The request: Report each line of the listing below that contains the word "sleeve", copying every such line in full.

Task material:
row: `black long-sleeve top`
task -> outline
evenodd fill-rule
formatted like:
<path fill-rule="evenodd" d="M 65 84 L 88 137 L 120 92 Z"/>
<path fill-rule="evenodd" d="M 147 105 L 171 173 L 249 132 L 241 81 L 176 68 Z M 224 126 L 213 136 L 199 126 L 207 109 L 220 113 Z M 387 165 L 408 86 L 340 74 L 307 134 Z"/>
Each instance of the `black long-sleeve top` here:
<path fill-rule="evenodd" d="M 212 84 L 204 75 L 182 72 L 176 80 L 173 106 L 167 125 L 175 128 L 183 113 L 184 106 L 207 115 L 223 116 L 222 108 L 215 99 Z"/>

Output of the task:
row: `black long-sleeve top`
Each instance of the `black long-sleeve top` here:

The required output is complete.